The data:
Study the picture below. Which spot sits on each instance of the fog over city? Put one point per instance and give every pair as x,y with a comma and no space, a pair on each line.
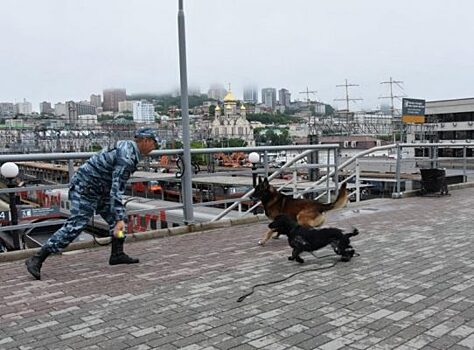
58,50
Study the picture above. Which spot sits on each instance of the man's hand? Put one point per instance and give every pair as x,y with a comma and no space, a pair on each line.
119,227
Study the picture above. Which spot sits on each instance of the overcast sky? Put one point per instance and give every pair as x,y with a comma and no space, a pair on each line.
57,50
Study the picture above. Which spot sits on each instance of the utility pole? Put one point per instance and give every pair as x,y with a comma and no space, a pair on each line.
307,92
392,105
346,85
313,139
308,104
347,99
186,180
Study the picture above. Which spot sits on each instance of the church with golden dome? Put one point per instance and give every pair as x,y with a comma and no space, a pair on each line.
230,122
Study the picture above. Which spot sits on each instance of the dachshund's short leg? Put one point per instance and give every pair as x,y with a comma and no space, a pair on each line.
295,255
335,247
299,259
266,237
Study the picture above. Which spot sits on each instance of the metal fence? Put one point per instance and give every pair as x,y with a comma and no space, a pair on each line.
332,166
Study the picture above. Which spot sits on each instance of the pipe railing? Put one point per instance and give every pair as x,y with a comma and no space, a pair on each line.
332,168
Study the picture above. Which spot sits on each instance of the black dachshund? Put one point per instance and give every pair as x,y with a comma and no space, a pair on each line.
305,239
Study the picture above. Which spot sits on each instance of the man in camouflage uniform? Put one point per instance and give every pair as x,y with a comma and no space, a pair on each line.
97,187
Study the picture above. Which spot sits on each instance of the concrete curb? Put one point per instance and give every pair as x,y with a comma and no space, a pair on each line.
142,236
458,186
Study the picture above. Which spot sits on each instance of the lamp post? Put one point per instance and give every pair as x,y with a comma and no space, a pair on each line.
254,158
10,171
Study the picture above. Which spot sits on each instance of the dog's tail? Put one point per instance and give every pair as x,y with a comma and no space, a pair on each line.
354,232
340,201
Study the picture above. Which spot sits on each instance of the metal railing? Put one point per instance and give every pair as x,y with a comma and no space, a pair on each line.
351,170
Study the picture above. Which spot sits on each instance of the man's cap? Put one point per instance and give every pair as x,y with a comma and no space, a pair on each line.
147,133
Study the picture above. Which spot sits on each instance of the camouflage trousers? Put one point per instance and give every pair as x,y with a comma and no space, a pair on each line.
86,200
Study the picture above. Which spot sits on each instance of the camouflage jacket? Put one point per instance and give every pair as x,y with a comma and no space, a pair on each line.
107,172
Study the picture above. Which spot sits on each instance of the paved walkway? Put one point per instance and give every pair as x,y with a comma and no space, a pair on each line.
411,288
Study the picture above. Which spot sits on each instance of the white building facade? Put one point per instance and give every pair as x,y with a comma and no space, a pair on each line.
143,112
231,122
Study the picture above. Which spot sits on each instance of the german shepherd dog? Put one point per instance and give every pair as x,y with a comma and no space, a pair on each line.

What you are asked to do: Copy the listing word for word, excluding its pictures.

Full answer:
Study the picture below. Which spot sits on each instance of the fog over city? Put one point per instance and give every pair as x,y with a comma and no space, a pair on each line.
58,50
Study the picture above. Which spot sits on each instance of the man's hand? Put one point per instance and give every pair as x,y with a comma and no space, a pair on each line.
119,227
Study the picture above. Which spot sits on each instance of the overcast sky? Put one point per instance and give every pair as x,y with a comma and no space, a pair on each line.
57,50
Study the picture above. Which spot sits on each instance of the utility pole? Put one point per instance and give every pair as x,y with a comma and no space, a pair on each line.
307,92
392,105
346,85
313,139
308,104
347,99
186,180
Study the picture above. Which spot sits on each instance of the church with golden dome? Put one point per instance and give every pair as x,y with a comma and no space, a pair on each line.
230,122
Study the picture above. Which spot sits on each instance of the dachshund's short leg? Put one point per instance and give every pair as x,y with a comma and no space, a pair on each line.
295,255
335,247
299,259
266,237
Study the picture above. Which spot sits on each instance of the metal fence? Put one point per instance and give every pair as x,y with a comma and no space, a pair on each line.
332,166
Study the picture above. Which spot sits on each instance of the pipe railing? Put one point per instance and give every pair as x,y with a comma and no space, a pair on each line.
332,168
Study the picture above. Which spot sits on each instance of the black dachshund? Put one point per instance and give every pair as x,y with a comma and no space, a pair on each line.
305,239
Study the picture above. Which spot sits on each instance of the man in camouflage uniform? Put one point per instance and give every pair as x,y with a comma and no space, a pair on each line.
97,187
Study the picture above. Which spot sits on each instance of the concrete curb? Put one point per instance and give every pair as x,y with a comma and no space, a pair on each line.
142,236
458,186
Study the picture above. Which spot sits on each instance of the lamp post? Put one point per instance and give every pair as x,y with a comma and no space, a pair on each line.
254,158
10,171
Study the picture above. Which spot sits on each instance of the dog's tail? Put one point per instance and give every pair as x,y with a comma and no space, a pair on each line.
354,232
340,201
Study the picture above. Which spot sits on each instance of the metal railing? Put one point per instance and give every pair as x,y with a comma and no space, a pair on each line.
351,170
Study the picture above. Which spot sits on each instance of the man's cap? Put one point per instance and give every pair as x,y with a comma and no space, a pair on each line.
147,133
Study the picture above. Which spot sits on each instance of the camouflage trousers? Put one point per instance and give every pair as x,y with a comma and no space, a pair on each line.
86,200
Study the picture above. Which spot sits on each instance of the camouflage jacket? Put one point per instance and give every pair as x,y with a comma and no space, a pair on each line.
107,172
Study the picture above. Which spot sits on each instance of the paved walkway? Put one point per instance and give every pair as x,y with a comma and no space, a pair on each line.
411,288
Study the picture above. Which spot sits on each instance of the white building facade? Put one point per instance and give every pair as x,y with a comma and no space, a pair on each line.
143,112
231,122
Study the picture above. Which spot sits on each instance of the german shepherd dog? Put one point per instance and give every pair as x,y with a comma and no space, a pair on each line.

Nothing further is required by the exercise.